GIVEN PROBLEM →
In the listing below, locate the line containing "Mark every instance of the window with"; reproduce that line and all lines that follow it, unchanged.

>> begin

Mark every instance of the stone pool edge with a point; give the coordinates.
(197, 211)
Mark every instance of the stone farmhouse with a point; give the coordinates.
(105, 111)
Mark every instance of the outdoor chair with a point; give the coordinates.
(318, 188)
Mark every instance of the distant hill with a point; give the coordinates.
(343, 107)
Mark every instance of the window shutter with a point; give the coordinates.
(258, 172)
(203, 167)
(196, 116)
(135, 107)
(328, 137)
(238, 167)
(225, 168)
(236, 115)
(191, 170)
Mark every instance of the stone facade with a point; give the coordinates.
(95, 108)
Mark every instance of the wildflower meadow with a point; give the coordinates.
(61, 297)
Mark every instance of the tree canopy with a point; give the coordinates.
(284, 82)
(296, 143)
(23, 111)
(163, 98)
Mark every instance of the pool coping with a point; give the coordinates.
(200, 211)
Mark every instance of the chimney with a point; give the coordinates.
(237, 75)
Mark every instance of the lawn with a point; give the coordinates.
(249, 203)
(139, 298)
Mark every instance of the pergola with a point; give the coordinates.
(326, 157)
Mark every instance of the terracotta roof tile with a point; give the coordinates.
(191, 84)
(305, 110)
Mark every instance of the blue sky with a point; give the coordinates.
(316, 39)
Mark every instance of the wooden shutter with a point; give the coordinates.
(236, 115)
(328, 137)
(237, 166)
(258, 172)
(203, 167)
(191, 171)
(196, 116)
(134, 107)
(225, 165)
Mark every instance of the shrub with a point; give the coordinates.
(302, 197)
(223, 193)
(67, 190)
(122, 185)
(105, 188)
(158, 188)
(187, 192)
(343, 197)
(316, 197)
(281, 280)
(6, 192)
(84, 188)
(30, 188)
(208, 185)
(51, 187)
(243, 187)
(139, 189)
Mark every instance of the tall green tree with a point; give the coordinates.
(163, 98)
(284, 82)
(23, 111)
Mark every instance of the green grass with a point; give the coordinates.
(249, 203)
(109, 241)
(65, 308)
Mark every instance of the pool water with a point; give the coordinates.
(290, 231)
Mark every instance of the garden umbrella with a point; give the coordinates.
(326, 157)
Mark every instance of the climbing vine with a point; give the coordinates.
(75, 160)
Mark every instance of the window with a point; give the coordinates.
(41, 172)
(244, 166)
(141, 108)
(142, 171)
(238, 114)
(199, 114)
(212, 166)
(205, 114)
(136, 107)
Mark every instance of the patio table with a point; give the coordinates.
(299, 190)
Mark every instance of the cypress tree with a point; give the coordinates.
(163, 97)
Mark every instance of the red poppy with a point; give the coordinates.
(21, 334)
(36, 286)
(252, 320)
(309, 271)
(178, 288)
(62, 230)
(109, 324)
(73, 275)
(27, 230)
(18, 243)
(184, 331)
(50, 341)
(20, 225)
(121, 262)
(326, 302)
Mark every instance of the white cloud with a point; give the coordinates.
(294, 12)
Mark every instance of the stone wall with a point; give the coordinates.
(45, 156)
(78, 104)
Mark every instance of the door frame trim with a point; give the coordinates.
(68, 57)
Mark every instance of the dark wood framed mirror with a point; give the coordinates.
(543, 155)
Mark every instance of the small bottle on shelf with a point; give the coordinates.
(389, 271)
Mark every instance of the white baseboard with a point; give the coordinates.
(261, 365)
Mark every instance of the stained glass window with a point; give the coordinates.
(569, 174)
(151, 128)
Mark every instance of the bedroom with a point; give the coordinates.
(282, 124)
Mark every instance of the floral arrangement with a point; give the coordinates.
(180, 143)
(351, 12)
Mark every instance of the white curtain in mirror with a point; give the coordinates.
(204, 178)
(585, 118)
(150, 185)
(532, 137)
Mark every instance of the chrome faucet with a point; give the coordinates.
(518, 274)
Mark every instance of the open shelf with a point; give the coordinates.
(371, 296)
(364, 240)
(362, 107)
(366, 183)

>> end

TASK RESULT →
Mark every instance of the window with a point; give the coordinates.
(41, 172)
(244, 166)
(141, 108)
(142, 171)
(238, 114)
(199, 114)
(212, 166)
(205, 114)
(136, 107)
Mark every instance of the patio table with a point; give the coordinates.
(299, 190)
Mark every instance of the cypress tree with a point; give the coordinates.
(163, 97)
Mark every instance of the red poppy with a point; give the coordinates.
(21, 334)
(36, 286)
(252, 320)
(309, 271)
(178, 288)
(62, 230)
(109, 324)
(73, 275)
(27, 230)
(18, 243)
(184, 331)
(50, 341)
(20, 225)
(121, 262)
(326, 302)
Mark every instance of the white cloud with a point; give the coordinates.
(294, 12)
Mark every instance of the stone wall with a point; give the coordinates.
(45, 156)
(78, 104)
Mark every instance of the door frame trim with a point; give the coordinates.
(68, 57)
Mark every instance of the dark wood framed mirror with a point; give the coordinates.
(543, 155)
Mark every instance of the small bottle on shelf with a point; give the coordinates.
(389, 271)
Mark every instance of the white baseboard with a point; give the coordinates.
(261, 365)
Mark every instance of the stained glass window with a point; give the coordinates.
(569, 174)
(151, 128)
Mark every instance of the bedroom with a point; give the coordinates.
(282, 124)
Mark every instance of the floral arrangement with a point; give the coordinates.
(180, 143)
(351, 12)
Mark every instance of the white curtain in mirror with a point; give the coordinates.
(204, 178)
(585, 118)
(150, 185)
(532, 137)
Mark every instance of the chrome faucet with a point; give the coordinates.
(518, 274)
Mark every instance of the open shelf with a point; give the coordinates.
(371, 296)
(364, 240)
(362, 107)
(366, 183)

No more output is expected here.